**Work to be completed**
List each line in the rows below that contains the word "tower".

[Pointing entries for named objects]
════════════════
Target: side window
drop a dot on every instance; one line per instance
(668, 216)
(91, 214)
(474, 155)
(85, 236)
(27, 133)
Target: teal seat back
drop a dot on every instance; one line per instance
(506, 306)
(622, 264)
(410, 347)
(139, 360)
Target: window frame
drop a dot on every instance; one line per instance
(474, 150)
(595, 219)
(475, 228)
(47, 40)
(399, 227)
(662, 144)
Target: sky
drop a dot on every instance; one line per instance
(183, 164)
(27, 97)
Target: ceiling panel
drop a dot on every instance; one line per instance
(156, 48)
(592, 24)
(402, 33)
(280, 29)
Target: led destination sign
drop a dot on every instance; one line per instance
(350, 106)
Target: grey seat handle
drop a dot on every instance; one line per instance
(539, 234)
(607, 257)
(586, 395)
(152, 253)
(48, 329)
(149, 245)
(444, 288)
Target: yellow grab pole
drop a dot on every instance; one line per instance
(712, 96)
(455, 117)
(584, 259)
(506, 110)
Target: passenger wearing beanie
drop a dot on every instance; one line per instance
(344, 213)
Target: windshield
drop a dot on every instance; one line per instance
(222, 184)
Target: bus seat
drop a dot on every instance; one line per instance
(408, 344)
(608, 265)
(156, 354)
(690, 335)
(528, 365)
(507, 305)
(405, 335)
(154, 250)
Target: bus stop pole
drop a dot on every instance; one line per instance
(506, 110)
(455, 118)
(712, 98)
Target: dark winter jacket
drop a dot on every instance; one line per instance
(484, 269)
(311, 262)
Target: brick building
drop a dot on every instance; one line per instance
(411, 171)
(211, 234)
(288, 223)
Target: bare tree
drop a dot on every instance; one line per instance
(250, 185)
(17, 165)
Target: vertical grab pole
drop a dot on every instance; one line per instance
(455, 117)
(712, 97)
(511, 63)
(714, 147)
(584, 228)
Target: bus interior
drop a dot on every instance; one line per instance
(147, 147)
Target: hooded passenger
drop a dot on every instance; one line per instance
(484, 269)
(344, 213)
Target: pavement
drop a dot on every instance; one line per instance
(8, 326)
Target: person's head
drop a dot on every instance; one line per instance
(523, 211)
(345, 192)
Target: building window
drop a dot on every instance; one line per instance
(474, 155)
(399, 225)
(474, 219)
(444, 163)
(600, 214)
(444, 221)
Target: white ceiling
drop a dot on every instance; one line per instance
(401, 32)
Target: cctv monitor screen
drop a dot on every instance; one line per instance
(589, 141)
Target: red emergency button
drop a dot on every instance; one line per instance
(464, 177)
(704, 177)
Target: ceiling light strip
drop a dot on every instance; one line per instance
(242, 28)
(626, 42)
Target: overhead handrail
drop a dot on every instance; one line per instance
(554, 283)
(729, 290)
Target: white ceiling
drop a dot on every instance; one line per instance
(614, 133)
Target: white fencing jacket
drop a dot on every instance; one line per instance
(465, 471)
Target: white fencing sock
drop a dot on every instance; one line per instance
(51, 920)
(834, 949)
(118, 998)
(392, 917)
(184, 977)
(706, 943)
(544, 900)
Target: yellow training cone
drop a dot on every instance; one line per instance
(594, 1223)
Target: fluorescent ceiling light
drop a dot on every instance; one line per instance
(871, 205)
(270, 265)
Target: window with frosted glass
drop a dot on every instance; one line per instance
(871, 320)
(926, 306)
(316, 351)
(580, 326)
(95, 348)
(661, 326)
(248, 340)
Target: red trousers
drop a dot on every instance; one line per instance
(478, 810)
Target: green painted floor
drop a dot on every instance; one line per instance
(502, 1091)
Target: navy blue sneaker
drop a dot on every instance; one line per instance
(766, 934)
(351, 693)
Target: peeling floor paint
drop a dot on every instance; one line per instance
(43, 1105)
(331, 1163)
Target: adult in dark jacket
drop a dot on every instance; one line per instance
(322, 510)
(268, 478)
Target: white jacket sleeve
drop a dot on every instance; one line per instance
════════════════
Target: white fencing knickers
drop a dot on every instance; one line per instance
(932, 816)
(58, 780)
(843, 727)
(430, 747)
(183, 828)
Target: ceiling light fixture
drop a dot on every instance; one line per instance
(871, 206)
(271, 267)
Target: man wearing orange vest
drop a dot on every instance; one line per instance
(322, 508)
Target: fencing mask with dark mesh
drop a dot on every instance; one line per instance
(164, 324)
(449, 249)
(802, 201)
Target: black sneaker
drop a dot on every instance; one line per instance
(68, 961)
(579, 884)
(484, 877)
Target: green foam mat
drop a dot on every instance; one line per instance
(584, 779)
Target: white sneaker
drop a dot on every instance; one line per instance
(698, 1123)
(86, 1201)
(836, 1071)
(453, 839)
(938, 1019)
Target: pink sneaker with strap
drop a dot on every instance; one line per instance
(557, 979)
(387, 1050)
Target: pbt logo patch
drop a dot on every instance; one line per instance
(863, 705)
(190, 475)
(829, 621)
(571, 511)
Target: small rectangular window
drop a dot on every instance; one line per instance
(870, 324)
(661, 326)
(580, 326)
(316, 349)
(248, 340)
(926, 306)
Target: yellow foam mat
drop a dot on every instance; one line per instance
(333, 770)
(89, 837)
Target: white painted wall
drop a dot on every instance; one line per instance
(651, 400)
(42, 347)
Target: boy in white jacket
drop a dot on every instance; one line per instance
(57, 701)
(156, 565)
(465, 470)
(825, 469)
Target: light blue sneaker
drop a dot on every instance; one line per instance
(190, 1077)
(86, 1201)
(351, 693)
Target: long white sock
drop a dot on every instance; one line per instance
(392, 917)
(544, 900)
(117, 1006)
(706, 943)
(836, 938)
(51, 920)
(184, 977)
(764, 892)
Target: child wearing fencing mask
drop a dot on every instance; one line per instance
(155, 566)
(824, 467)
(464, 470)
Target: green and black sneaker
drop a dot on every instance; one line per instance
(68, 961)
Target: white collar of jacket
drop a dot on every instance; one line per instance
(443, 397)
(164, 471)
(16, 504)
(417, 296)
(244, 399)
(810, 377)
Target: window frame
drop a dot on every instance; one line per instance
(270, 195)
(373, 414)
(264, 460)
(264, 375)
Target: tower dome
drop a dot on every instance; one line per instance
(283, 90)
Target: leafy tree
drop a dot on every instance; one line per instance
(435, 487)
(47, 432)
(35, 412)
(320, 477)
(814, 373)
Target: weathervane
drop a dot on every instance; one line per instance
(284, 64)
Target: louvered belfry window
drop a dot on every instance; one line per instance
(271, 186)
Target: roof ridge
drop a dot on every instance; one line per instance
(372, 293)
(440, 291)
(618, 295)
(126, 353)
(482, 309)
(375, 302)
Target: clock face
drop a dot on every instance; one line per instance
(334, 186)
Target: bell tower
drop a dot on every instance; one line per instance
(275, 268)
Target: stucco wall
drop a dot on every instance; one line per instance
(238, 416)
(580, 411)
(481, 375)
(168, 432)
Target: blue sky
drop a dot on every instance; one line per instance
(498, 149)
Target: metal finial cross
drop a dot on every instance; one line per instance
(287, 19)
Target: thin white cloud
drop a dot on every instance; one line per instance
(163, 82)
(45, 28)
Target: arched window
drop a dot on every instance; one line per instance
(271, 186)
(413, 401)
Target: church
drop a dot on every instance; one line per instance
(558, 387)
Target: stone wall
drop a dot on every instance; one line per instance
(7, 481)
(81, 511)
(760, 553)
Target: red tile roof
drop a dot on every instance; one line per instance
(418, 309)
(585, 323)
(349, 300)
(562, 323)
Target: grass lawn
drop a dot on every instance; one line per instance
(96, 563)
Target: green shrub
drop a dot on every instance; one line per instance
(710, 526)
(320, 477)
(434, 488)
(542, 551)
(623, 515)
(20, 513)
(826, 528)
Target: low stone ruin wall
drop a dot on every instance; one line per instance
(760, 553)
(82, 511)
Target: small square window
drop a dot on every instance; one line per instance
════════════════
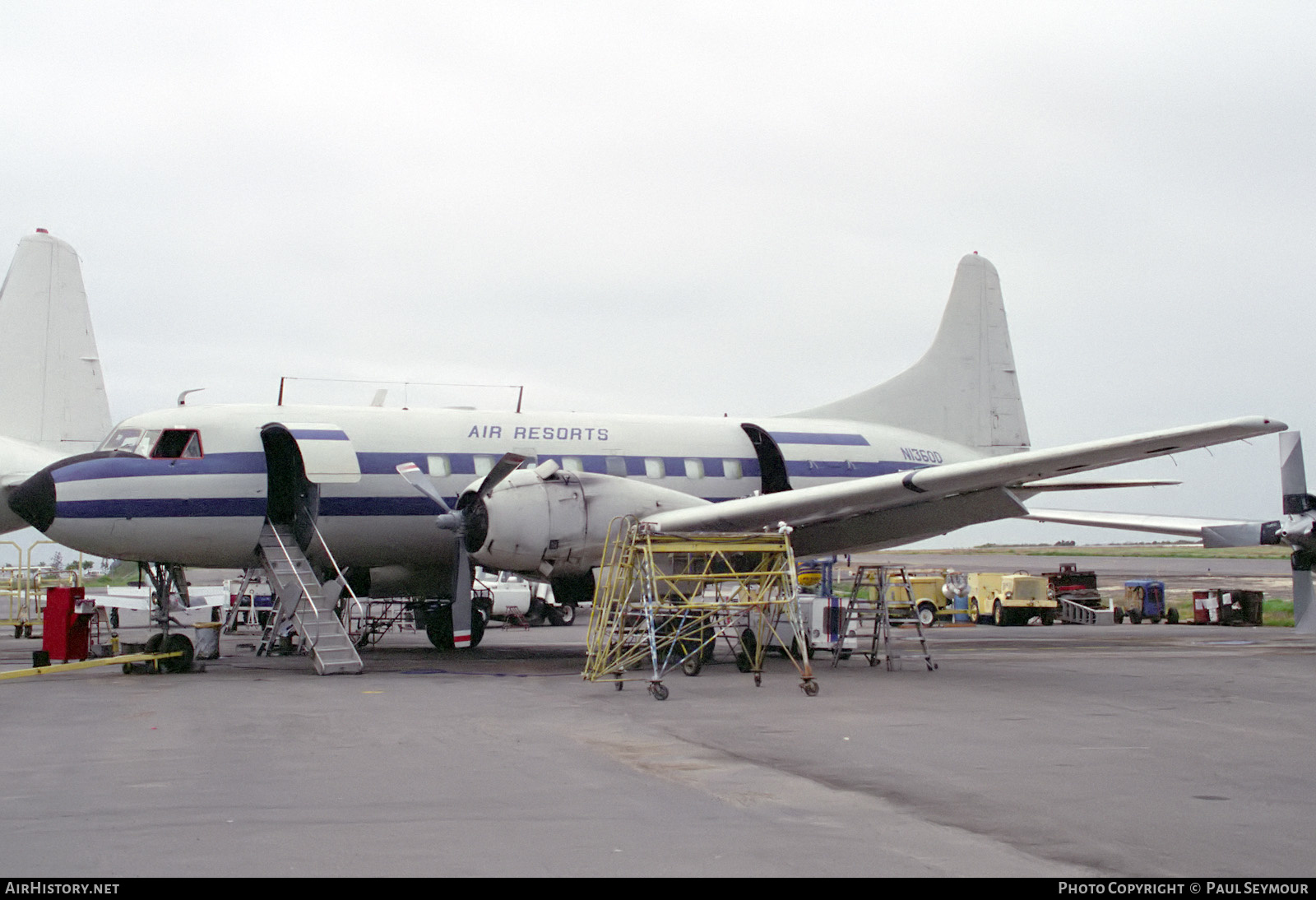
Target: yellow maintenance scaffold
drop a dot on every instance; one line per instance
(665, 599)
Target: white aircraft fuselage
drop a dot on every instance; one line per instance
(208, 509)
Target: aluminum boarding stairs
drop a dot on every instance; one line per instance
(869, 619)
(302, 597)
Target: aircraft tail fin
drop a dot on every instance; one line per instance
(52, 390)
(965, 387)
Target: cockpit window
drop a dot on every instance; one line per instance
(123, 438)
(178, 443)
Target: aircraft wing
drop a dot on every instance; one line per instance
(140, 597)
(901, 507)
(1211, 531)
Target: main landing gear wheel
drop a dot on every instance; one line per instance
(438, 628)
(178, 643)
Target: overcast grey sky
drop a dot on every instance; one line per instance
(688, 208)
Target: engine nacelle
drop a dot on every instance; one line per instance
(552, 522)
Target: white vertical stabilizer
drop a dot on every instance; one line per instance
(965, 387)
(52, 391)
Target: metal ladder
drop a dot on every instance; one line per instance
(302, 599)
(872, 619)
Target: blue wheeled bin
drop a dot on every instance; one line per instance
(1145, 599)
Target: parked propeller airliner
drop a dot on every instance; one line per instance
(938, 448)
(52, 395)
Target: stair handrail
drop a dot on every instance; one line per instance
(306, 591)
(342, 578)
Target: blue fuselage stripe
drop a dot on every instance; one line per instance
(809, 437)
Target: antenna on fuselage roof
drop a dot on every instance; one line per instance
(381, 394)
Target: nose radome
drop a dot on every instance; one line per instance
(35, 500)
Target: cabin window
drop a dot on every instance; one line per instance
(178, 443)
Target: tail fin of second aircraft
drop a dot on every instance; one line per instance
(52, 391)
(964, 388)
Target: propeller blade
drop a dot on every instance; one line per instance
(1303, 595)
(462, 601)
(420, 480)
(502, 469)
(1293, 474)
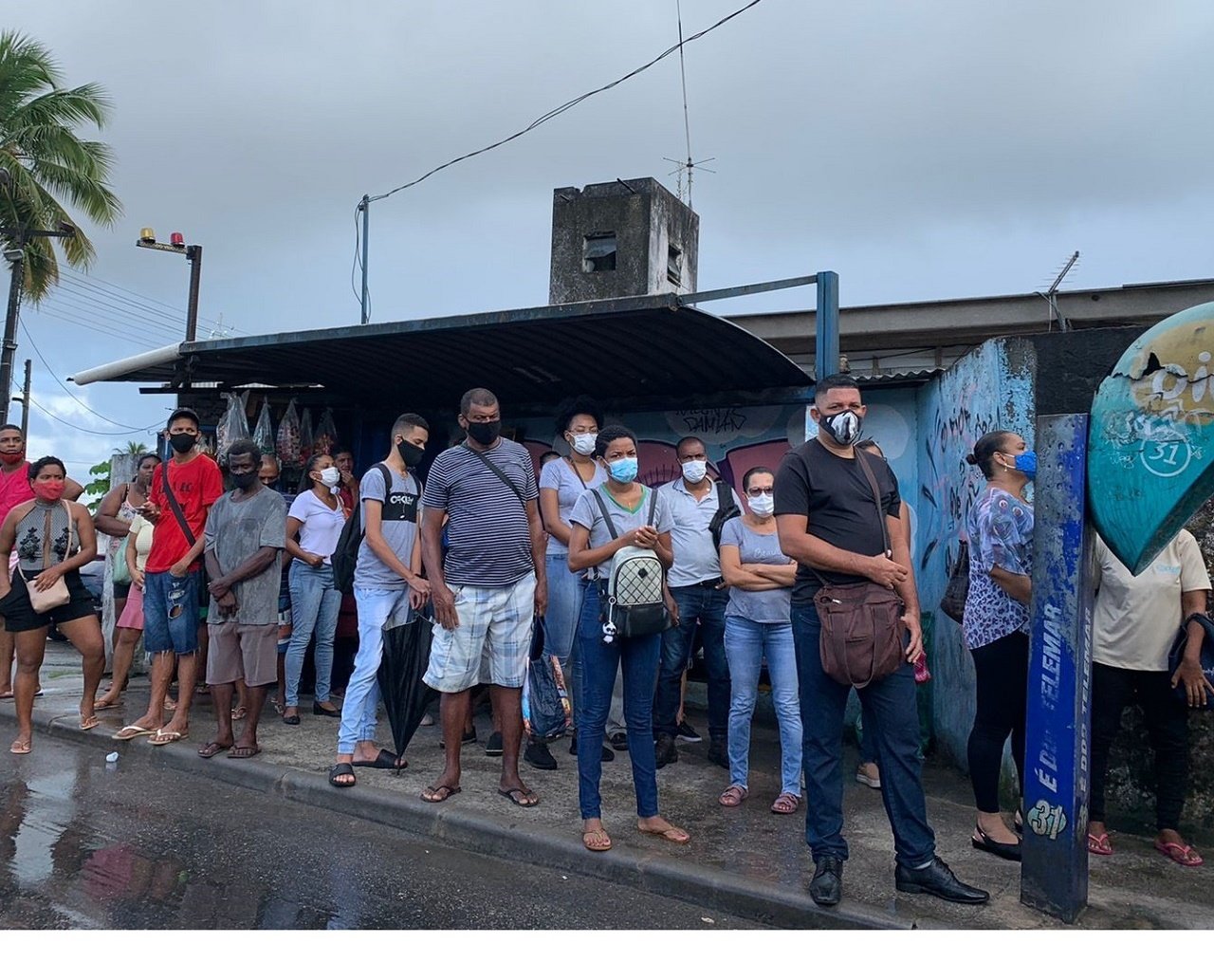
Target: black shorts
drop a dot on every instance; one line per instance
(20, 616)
════════════════
**The output**
Target: tower dome
Target: bell tower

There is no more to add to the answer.